→ DATA EXTRACT:
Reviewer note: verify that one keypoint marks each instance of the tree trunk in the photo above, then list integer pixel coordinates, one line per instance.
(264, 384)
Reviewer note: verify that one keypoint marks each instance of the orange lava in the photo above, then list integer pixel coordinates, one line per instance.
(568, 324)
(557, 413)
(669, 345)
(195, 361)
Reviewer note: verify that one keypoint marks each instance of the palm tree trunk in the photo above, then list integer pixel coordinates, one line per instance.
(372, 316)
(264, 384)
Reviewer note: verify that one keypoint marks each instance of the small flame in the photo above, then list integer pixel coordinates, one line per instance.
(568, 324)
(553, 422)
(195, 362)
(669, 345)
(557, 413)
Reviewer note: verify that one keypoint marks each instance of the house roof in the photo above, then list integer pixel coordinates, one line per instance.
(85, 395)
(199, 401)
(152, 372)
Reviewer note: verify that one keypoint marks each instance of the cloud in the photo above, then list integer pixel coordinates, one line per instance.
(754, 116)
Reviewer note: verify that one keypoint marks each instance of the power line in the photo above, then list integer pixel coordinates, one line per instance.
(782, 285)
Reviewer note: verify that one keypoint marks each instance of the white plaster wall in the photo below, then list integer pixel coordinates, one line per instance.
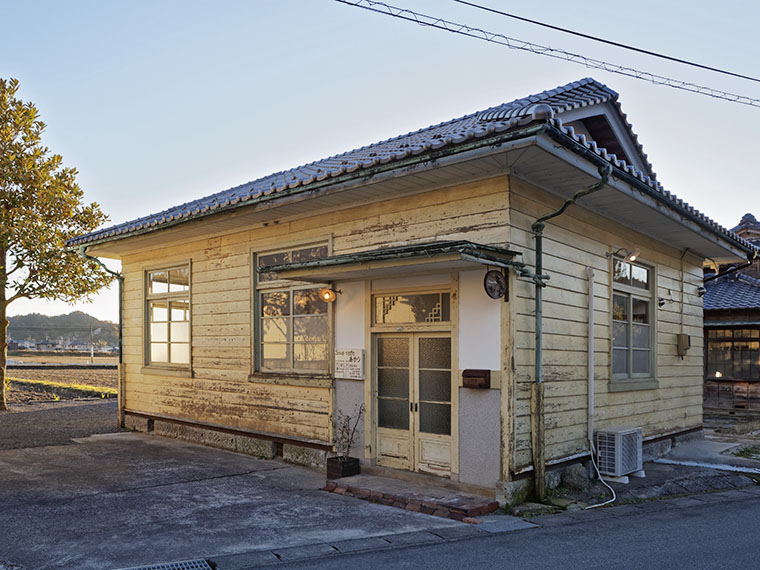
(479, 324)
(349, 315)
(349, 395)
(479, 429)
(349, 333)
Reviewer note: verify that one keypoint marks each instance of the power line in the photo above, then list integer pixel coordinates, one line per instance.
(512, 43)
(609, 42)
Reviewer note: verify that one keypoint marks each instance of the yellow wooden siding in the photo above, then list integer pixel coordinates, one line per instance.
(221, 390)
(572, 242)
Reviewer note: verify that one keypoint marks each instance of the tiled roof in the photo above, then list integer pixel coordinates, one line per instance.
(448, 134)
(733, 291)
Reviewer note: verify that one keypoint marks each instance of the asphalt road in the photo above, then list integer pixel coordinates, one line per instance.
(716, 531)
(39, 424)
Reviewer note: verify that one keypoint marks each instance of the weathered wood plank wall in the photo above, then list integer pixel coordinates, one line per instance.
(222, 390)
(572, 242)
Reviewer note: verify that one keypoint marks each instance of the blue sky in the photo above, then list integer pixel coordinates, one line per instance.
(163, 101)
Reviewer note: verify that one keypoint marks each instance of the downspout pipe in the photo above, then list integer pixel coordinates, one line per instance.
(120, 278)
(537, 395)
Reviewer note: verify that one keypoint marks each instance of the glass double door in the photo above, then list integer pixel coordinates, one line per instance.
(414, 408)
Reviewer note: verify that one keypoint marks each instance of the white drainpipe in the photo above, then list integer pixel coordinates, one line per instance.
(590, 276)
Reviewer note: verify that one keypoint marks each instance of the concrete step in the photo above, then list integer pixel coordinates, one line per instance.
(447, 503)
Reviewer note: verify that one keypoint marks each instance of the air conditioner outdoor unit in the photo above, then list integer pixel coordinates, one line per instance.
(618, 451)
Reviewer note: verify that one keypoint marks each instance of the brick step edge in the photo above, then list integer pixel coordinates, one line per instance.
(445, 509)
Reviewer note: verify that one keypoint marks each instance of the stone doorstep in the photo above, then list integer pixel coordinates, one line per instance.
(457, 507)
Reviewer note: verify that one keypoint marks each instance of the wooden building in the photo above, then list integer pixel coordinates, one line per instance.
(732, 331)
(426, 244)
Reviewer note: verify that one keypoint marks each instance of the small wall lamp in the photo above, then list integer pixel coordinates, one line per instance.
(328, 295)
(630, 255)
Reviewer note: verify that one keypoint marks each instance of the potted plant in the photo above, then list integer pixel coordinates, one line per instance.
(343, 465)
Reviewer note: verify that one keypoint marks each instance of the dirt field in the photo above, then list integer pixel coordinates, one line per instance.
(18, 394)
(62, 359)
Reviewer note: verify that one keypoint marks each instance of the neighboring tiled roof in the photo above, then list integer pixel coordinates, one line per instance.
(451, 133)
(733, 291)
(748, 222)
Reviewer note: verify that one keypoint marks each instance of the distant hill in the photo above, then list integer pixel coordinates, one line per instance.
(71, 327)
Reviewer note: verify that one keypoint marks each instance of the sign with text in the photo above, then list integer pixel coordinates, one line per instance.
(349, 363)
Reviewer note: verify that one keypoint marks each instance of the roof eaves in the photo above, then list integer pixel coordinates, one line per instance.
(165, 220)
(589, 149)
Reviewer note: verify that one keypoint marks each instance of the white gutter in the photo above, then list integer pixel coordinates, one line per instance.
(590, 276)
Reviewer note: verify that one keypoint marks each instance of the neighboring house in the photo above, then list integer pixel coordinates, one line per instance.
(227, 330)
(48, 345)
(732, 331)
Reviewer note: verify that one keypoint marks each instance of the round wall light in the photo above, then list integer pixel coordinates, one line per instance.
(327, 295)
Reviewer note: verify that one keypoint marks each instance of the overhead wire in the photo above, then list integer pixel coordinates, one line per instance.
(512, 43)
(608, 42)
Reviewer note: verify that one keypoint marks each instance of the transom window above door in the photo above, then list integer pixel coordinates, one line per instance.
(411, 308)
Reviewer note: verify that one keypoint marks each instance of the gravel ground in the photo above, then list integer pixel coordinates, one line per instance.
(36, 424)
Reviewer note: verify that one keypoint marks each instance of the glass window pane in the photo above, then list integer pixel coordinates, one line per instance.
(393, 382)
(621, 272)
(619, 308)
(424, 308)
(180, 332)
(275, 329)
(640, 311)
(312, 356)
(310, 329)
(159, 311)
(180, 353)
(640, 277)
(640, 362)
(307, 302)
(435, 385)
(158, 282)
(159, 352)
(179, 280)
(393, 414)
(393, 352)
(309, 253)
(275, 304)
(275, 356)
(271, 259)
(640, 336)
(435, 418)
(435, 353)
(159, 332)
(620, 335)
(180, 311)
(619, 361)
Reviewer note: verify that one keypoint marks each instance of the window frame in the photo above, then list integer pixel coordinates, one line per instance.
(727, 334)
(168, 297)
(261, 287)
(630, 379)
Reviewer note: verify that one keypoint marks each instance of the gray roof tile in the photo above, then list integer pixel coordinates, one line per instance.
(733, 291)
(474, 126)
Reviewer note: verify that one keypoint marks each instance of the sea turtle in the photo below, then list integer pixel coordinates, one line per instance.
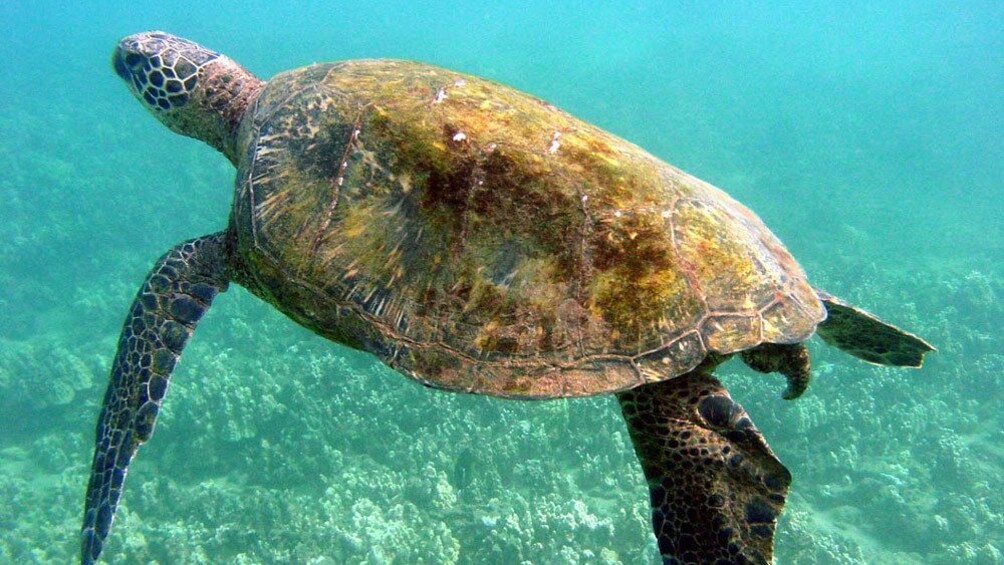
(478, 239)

→ PROBLEM DETAILS: Return all of the records above exactly as written. Omit each picture.

→ YOUR RESPONSE:
Reviewer note: verify that one keypoint marks each instance of the tree trunk in the photo above, then list integer pixel coordinates, one line per instance.
(264, 384)
Reviewer note: verify that one keypoint marks each instance of the orange lava in the photo above, then list integer pixel coordinates, one line per instance.
(568, 324)
(557, 413)
(669, 345)
(195, 361)
Reviewer note: verify that one keypoint marks each instance of the palm tree trunk in the photo above, then list integer pixel coordinates, one line per instance.
(372, 316)
(264, 384)
Reviewer note: verify that one keypoint marks each instance of the small flame in the photo above, then list integer pixel coordinates, one line per instance.
(568, 324)
(553, 422)
(195, 362)
(669, 345)
(557, 413)
Reviewer note: verify that one keypoint marks each instance of the house roof in the photo above, then list integer pixel coordinates, one line per instance.
(85, 395)
(199, 401)
(152, 372)
Reviewer note: verify that one keypoint marks each instance of the cloud in the photo above, then list integer pixel coordinates, one line per instance.
(754, 116)
Reviewer note: verify that one keypoint marks each instance of the power line in the photo above, then list integer pixel coordinates, one line per instance.
(782, 285)
Reviewer note: verify that one keypoint marks each instance of the white plaster wall in the photo below, then list integer pixel coordinates, one line per instance.
(479, 324)
(349, 315)
(349, 395)
(479, 429)
(349, 333)
Reviewer note: verify that one keypoint marks each instance of the power line in the photo above, then list integer pixel coordinates, one line per instance.
(512, 43)
(609, 42)
Reviewer note: verify that one keypoint marks each instance of the yellow wooden siding in the photo above, then list integer pixel coordinates, one line per instance.
(221, 390)
(572, 242)
Reviewer note: verify that one keypoint marks each instance of the tiled roof in the photo above, then list integer pixel coordinates, one line per instance.
(448, 134)
(733, 291)
Reviewer note: verify that one keypoint marks each instance of the asphalt road in the photo above, then list integer pixel coordinates, one line per instance.
(716, 531)
(39, 424)
Reviewer note: verify that one keypoint marks each instance of the weathered wood plank wall in the photo above, then list integer pixel coordinates, one line per instance.
(222, 390)
(572, 242)
Reviewer note: verify that one keypoint marks each instance of the blue sky in the photo above, then list integer pixel coordinates, one line per instance.
(163, 101)
Reviewer note: verify that one keypoint marks each instance of the downspout pipe in the photo above, then list integer pixel coordinates, one line per instance.
(120, 278)
(537, 395)
Reviewer note: verify that one keypoint marks each instance of the glass double door in the photo above, then list integer pixel coordinates, one line per instance.
(414, 408)
Reviewer note: verify that one keypoint marks each instance of the white drainpipe in the photo above, then list integer pixel coordinates, one line per instance.
(590, 276)
Reviewer note: verify that one keypoint marks each instance of the concrete step in the photo above, then list integer pixel coordinates, one line per instance.
(447, 503)
Reviewer note: verify that one keypoint marks each instance of the air conditioner outdoor unit in the photo above, then list integer pixel coordinates, one line per instance.
(618, 451)
Reviewer note: verify that one keypoint marks each instance of the brick step edge in the photo above, then list integer pixel coordinates, one line per instance.
(445, 509)
Reviewer note: verify that one keypoint marks each instance of the stone doorstep in the photo above, then list integer pixel coordinates, one line per instance.
(457, 507)
Reviewer note: verify that one keypoint marks each instance of the wooden building in the photo above, then list integer pixel coordinates, one line per instance.
(732, 331)
(426, 244)
Reviewer note: verify that one keypoint marks each instance of the small wall lamp in the photo above, then list integer pixel coordinates, one line per instance.
(328, 295)
(630, 255)
Reviewer note: verify that one keypoint marks each instance of the potted plant in the photo above, then list integer pixel coordinates, one line per instance.
(343, 465)
Reviewer note: verify that one keypoint marks each instance of the dirt field in the photo above, then list integer pixel coordinates, one line per instance.
(18, 394)
(62, 359)
Reviewer note: verify that one keypoint marks each instance of the neighboring tiled roof in the photo above, then list integer pixel coordinates, one line per instance.
(451, 133)
(733, 291)
(748, 222)
Reviewer note: verify that one keypoint marks each instance of the distant hill in the photo above, then list integer pixel coordinates, one line per instance.
(71, 327)
Reviewer note: verify that one keypoint marks each instance of the sign with text in the photo above, then list integer pixel coordinates, one line per instance.
(349, 363)
Reviewer note: verify that one keypoint marks each instance of the roof eaves in the photo above, then list integer pixel coordinates, one line per instance.
(165, 220)
(589, 149)
Reviewer note: verify that one keypoint marks each instance of the white gutter in the photo above, then list integer pixel coordinates, one line per instance.
(590, 276)
Reviewer note: verify that one keypoint marks each instance of the neighboring house in the photo above, then list integer pixel coordinates, one line per instance.
(227, 330)
(48, 345)
(732, 331)
Reviewer note: verify that one keypoint marks each instance of the round wall light in the photo above, then list integer pixel coordinates, one line per instance.
(327, 295)
Reviewer note: verify that one keypoint marks each instance of the overhead wire in the photo above, then list integer pixel coordinates, one line per instance.
(512, 43)
(608, 42)
Reviewer note: verify that one keypoint marks each instance of the transom window above door in the photo above, then list integer pixel coordinates, one line per instance.
(411, 308)
Reviewer note: verify that one keypoint marks each instance of the gravel ground in the photo above, then list integer pixel coordinates, one line per instance.
(36, 424)
Reviewer note: verify that one keypoint marks each instance of the glass window pane in the photo above, then list integer pixel coordinates, one line per instance.
(393, 382)
(621, 272)
(619, 308)
(424, 308)
(180, 332)
(275, 329)
(640, 311)
(312, 356)
(310, 329)
(159, 311)
(180, 353)
(640, 277)
(640, 362)
(307, 302)
(435, 385)
(158, 282)
(159, 352)
(179, 280)
(393, 414)
(393, 352)
(309, 253)
(275, 304)
(275, 356)
(271, 259)
(640, 336)
(435, 418)
(435, 353)
(159, 332)
(620, 335)
(180, 311)
(619, 361)
Reviewer note: verify that one keypoint marks each instance of the window frame in the photo above, then list integer pixel coordinates, one line per instance.
(727, 334)
(168, 297)
(261, 287)
(630, 379)
Reviewer note: verify that one keypoint marks each instance of the gray roof tile in the photo above, then list integer pixel coordinates, one line per instance.
(733, 291)
(474, 126)
Reviewer note: verify that one keypoint marks each instance of the sea turtle in the photo below, then list integer pixel coordinates, one line per instance.
(478, 239)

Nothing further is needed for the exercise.